--- Work to be completed ---
Please carry on the passage about Tilley's temperance work and business career from where it stops, not the data that follows it.

--- Page extract ---
▬▬▬▬▬▬

In December, 1837, he took one of the most important steps of his life in espousing the cause of total abstinence. Having taken up this movement, he threw his whole energy into it, and from that time down to the day of his death he was a consistent temperance man, and a strong advocate of the principle of total abstinence. It was, perhaps, this strong advocacy of the cause of temperance, more than anything else, that brought him before the public as a suitable person to become a candidate for the House of Assembly, and led to his first election as a representative for the city of St. John in the local legislature thirteen years later. Certainly the fact that Tilley, from that time until the close of his public career, had always the support of the temperance societies, gave him a strength which he hardly would have obtained otherwise, and rallied around him a phalanx of friends, who, for fidelity to his interests and zeal for his political advancement, could hardly have been surpassed.
Tilley commenced business on his own account in 1838, before he had attained the age of twenty years, as a member of the firm of Peters & Tilley, and he continued a successful career until 1855, when he transferred his business to Mr. T. B. Barker, the founder of the present firm of T. B. Barker & Sons. It is unnecessary to say anything more in regard to Mr. Tilley's life as a business manthan that it was a highly prosperous one. He showed so much energy and enterprise that when he entered political life he was comparatively wealthy. There is no doubt that if he had continued in business instead of devoting his energies to the service of the province and Dominion, he would have made far more money than he obtained as a politician.

▬▬▬▬▬▬

--- Information supplied ---
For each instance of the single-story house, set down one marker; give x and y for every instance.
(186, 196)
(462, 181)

▬▬▬▬▬▬

--- Answer to this task ---
COLONIAL TRADE
The movement in behalf of free trade, which was changing the fiscal policy of the United Kingdom in the closing years of the first half of the nineteenth century, did not meet with much favour in New Brunswick, because it seriously affected the leading industry of the province. Colonial timber had long enjoyed a preference in the British market, but this preference had been seriously impaired by imperial legislation and was likely to be taken away altogether if free trade principles should prevail. Many remonstrances had been sent to the British government against the reduction or abolition of the duty on foreign timber which came into competition with the colonial product, but these remonstrances proved wholly unavailing, and it was seriously believed that the colonial timber trade would be destroyed. This led to the annexation movement of 1848, which affected all the provinces, while it also caused the formation of organizations pledged to resist the free trade movement. Tilley was in sympathy with these efforts to preserve colonial trade, and it was in consequenceof this that he first made his entrance into political life.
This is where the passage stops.